Image object location entries
+--

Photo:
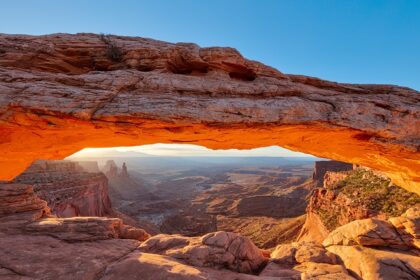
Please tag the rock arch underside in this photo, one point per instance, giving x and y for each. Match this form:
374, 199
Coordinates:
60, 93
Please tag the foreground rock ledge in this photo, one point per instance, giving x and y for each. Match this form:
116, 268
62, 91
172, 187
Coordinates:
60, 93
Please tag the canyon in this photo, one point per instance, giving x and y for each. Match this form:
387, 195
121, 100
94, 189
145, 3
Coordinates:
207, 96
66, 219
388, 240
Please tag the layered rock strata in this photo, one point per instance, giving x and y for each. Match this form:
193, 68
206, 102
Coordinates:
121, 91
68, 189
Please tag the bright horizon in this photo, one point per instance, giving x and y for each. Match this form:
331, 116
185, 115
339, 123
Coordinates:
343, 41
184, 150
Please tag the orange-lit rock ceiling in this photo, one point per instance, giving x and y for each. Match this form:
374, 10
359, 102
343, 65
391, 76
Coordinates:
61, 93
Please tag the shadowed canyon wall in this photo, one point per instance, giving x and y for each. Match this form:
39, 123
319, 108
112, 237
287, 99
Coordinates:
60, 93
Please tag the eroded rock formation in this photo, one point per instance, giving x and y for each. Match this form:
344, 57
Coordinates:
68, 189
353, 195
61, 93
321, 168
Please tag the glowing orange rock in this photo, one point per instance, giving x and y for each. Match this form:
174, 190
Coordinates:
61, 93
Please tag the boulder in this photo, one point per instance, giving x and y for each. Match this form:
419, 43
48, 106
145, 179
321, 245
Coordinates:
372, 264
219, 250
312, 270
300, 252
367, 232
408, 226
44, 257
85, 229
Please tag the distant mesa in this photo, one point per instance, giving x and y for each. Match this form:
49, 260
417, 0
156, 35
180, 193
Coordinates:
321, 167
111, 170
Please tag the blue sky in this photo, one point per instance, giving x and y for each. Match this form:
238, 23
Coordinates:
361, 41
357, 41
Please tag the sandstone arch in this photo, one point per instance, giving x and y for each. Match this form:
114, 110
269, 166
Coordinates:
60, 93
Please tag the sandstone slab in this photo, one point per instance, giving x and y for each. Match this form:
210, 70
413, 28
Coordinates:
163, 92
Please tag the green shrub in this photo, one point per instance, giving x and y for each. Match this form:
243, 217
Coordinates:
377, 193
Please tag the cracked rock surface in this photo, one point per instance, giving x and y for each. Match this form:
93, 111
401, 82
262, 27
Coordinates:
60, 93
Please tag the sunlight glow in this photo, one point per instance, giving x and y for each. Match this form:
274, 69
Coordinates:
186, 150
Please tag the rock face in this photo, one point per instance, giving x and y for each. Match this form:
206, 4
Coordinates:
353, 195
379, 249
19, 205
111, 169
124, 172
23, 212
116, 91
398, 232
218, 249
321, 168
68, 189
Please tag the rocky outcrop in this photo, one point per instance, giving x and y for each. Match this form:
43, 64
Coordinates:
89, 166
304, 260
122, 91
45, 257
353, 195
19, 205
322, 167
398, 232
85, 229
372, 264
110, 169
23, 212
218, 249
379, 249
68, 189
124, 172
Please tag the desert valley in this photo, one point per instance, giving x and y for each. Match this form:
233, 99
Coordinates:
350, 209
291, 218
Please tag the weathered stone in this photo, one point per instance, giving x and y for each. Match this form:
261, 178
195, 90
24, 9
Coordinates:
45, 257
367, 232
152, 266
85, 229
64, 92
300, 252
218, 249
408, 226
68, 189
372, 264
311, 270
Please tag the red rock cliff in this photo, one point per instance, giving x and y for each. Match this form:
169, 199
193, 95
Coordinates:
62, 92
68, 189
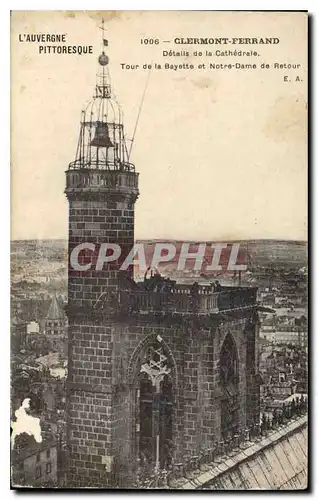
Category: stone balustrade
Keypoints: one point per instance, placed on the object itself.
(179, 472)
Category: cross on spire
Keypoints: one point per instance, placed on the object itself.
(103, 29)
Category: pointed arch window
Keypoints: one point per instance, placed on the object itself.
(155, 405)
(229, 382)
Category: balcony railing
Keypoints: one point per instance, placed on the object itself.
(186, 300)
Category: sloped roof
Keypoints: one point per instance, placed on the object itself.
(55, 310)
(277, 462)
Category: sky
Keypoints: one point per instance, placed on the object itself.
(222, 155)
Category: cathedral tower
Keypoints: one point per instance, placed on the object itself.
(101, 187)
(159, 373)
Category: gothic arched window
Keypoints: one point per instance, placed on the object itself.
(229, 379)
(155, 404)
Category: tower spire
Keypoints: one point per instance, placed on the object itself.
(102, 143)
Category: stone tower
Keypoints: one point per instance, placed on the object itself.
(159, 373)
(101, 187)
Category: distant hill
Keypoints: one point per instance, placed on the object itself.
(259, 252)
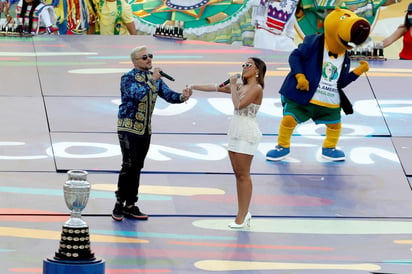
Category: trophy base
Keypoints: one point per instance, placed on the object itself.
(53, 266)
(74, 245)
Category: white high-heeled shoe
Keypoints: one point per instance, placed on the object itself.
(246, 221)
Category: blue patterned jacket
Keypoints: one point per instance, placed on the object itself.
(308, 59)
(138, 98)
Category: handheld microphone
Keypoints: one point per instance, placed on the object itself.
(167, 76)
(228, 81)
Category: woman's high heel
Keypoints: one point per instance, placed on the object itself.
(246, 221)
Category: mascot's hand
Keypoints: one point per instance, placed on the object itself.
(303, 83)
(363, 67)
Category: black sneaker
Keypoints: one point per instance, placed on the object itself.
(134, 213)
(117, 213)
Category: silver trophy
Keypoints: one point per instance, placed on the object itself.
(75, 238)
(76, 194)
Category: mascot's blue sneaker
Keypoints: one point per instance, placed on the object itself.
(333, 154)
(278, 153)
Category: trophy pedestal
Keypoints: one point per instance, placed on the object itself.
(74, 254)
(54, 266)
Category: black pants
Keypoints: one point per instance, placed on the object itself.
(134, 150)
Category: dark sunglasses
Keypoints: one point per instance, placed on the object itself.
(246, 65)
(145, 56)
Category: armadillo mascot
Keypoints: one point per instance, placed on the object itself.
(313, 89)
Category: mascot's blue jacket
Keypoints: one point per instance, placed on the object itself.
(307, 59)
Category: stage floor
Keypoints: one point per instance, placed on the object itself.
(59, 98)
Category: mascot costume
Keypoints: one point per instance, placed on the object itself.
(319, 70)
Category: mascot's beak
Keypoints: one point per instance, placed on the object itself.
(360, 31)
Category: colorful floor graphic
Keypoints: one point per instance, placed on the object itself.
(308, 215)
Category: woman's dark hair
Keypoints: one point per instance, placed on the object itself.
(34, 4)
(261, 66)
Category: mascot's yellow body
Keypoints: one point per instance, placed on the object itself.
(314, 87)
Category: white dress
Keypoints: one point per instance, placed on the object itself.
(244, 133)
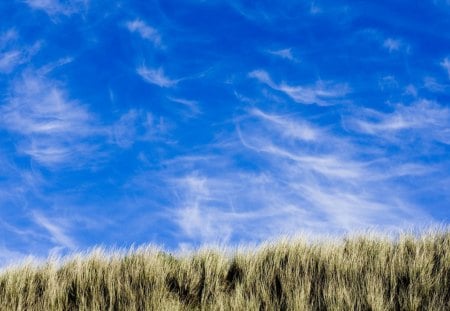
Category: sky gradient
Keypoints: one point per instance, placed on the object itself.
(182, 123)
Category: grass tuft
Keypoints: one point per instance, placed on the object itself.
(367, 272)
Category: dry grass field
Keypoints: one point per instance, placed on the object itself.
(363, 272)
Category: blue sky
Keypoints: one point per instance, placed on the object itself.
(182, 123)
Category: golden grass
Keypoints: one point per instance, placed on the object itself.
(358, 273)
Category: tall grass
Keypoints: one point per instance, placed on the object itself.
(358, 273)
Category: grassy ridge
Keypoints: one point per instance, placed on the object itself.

+--

▶ [Given request]:
Copy out all of the records above word for word, but leave the pictures out.

▶ [Response to the task]:
Photo:
Please tag the rock arch underside in this photo, one point per instance, giving x and y for each. Match this form:
374, 199
Coordinates:
60, 93
Please tag the foreground rock ledge in this photo, one point per instance, giving x and y for each. Match this form:
116, 268
62, 91
172, 187
Coordinates:
60, 93
Please tag the canyon in this photo, one point per instance, giving x and y for each. Match this form:
387, 195
121, 100
94, 189
145, 3
Coordinates:
207, 96
66, 219
388, 240
Please tag the layered rock strata in this photo, one point per instance, giving x and y for each. Match this form:
193, 68
206, 102
Coordinates:
121, 91
68, 189
Please tag the bright horizon in this photo, one point per instance, giving x and y for each. Match this form:
331, 116
185, 115
339, 123
Coordinates:
343, 41
184, 150
Please tag the orange-lit rock ceiling in this photo, one point per instance, giving x and y for each. Match this form:
374, 10
359, 102
343, 65
391, 76
Coordinates:
61, 93
Please tag the shadowed canyon wall in this photo, one point per instance, giving x and y for each. Match this form:
39, 123
319, 108
112, 237
287, 99
Coordinates:
60, 93
Please tag the eroded rock formation in this photo, one point per instance, giving x and y for each. Match this form:
344, 57
Coordinates:
68, 189
353, 195
61, 93
321, 168
Please tag the glowing orange rock in this photo, one point per instance, giving x and y for each. Match this form:
174, 190
Coordinates:
61, 93
Please tag the boulder in this photo, one point per instance, giving x and y for each. Match this form:
419, 43
48, 106
145, 179
321, 245
Coordinates:
372, 264
219, 250
312, 270
300, 252
367, 232
408, 226
44, 257
85, 229
Please tag the distant mesa in this photo, one point per instance, giving x and y for each. Match this form:
49, 260
417, 0
156, 35
180, 193
Coordinates:
321, 167
111, 170
Please tag the blue sky in this photo, one point per instance, giving x and y for each. Match this form:
238, 23
Coordinates:
361, 41
357, 41
Please tag the sandstone arch in this photo, one point per instance, giving x and y for each. Match this form:
114, 110
269, 166
Coordinates:
60, 93
Please tag the sandstone slab in this photo, one point per instance, giving x and y for each. Match this form:
210, 70
413, 28
Coordinates:
163, 92
Please tag the green shrub in this photo, one point per instance, giving x and y for each. Match this form:
243, 217
Coordinates:
377, 193
Please tag the cracked rock surface in this photo, one point per instance, giving x and y for each. Match this form:
93, 111
401, 82
262, 27
Coordinates:
60, 93
Please tag the sunlight glow in this photo, one point per instance, giving x and y for each. Match this form:
274, 69
Coordinates:
186, 150
Please tag the rock face in this photo, one point per instance, giving x and y for each. Match this form:
206, 4
Coordinates:
353, 195
379, 249
19, 205
111, 169
124, 172
23, 212
116, 91
398, 232
218, 249
321, 168
68, 189
Please tag the rocky outcrop in this photo, one point per instance, giving x and y for each. Match this form:
43, 64
Coordinates:
89, 166
304, 260
122, 91
45, 257
353, 195
19, 205
322, 167
398, 232
85, 229
372, 264
110, 169
23, 212
218, 249
379, 249
68, 189
124, 172
Please tag the desert valley in this photo, one point per instance, giving x and y for each. Match this form:
233, 99
Coordinates:
350, 209
291, 218
Please tag the weathered stone in this photo, one point per instance, giving x and y for each. Match this form:
261, 178
195, 90
24, 9
Coordinates:
45, 257
367, 232
152, 266
85, 229
64, 92
300, 252
218, 249
408, 226
68, 189
372, 264
311, 270
Please tag the red rock cliff in this photo, one point per instance, giving x and y for each. Match this form:
169, 199
193, 95
Coordinates:
62, 92
68, 189
Category: stone balustrade
Keypoints: one point per instance, placed on the object itself.
(179, 472)
Category: cross on spire
Keypoints: one point per instance, placed on the object itself.
(103, 29)
Category: pointed arch window
Keypoints: one point per instance, placed on the object itself.
(155, 405)
(229, 382)
Category: balcony railing
Keypoints: one point per instance, placed on the object itself.
(186, 300)
Category: sloped roof
Keypoints: one point per instance, placed on the object itself.
(55, 310)
(277, 462)
Category: sky
Keypoints: one point per instance, placed on the object itself.
(222, 155)
Category: cathedral tower
Keypoints: one point per instance, placed on the object itself.
(101, 187)
(159, 373)
Category: gothic arched window
Keypoints: one point per instance, placed on the object itself.
(229, 379)
(155, 404)
Category: tower spire
Keypoints: one point per instance, placed on the object itself.
(102, 143)
Category: stone tower
Keypoints: one point per instance, placed on the object itself.
(159, 373)
(101, 187)
Category: distant hill
Keypoints: one point per instance, placed on the object itself.
(259, 252)
Category: trophy base
Keypoints: one point per instance, placed on the object itself.
(53, 266)
(74, 245)
Category: white high-heeled shoe
Keypoints: one point per instance, placed on the object itself.
(246, 221)
Category: blue patterned jacket
Keypoints: one point per instance, placed on the object itself.
(308, 59)
(138, 98)
Category: handheld microphone
Keypoints: one point per instance, placed on the object itself.
(167, 76)
(228, 81)
Category: woman's high heel
Keypoints: one point per instance, placed on the object itself.
(246, 221)
Category: mascot's hand
Keypoints: one point per instance, placed on the object itself.
(303, 83)
(363, 67)
Category: black sneaker
Keypoints: one point per instance, placed on the object itself.
(134, 213)
(117, 213)
Category: silver trophy
Keypoints: one point per instance, placed on the object itself.
(75, 238)
(76, 194)
Category: mascot's blue sneaker
Keypoints: one point per instance, placed on the object itself.
(333, 154)
(278, 153)
Category: trophy pedestal
Keypoints: one point per instance, placed on the object itself.
(74, 254)
(54, 266)
Category: black pants
Keypoints: one point per instance, placed on the object itself.
(134, 150)
Category: dark sunglasses
Keypoints: one point per instance, placed on the object itself.
(246, 65)
(145, 56)
Category: armadillo mascot
Keypoints: one point per instance, placed on the object itself.
(313, 89)
Category: mascot's blue jacket
Keypoints: one point per instance, placed on the object itself.
(307, 59)
Category: stage floor
Keypoints: one point per instance, placed on the object itself.
(59, 98)
Category: mascot costume
Keypoints: one point per instance, placed on the object itself.
(319, 70)
Category: mascot's beak
Keypoints: one point per instance, placed on the object itself.
(360, 31)
Category: colorful floor graphic
Keypoints: one point per instance, placed on the object itself.
(308, 215)
Category: woman's dark hair
Keypoints: one point per instance, placed on the object itself.
(34, 4)
(261, 66)
Category: mascot's yellow body
Keypoints: one point per instance, placed on the object itself.
(314, 87)
Category: white dress
Keypoints: one point per instance, placed on the object itself.
(244, 133)
Category: sky gradient
Keypoints: one point per instance, placed on the object itself.
(182, 123)
Category: grass tuft
Keypoints: one point per instance, placed on the object itself.
(367, 272)
Category: dry grass field
Keypoints: one point per instance, placed on the object itself.
(363, 272)
Category: blue sky
Keypoints: one point per instance, placed on the object itself.
(182, 123)
Category: golden grass
Keypoints: one point per instance, placed on the object itself.
(358, 273)
Category: tall grass
Keypoints: one point per instance, placed on the object itself.
(358, 273)
Category: grassy ridge
Keypoints: one point per instance, placed on the object itself.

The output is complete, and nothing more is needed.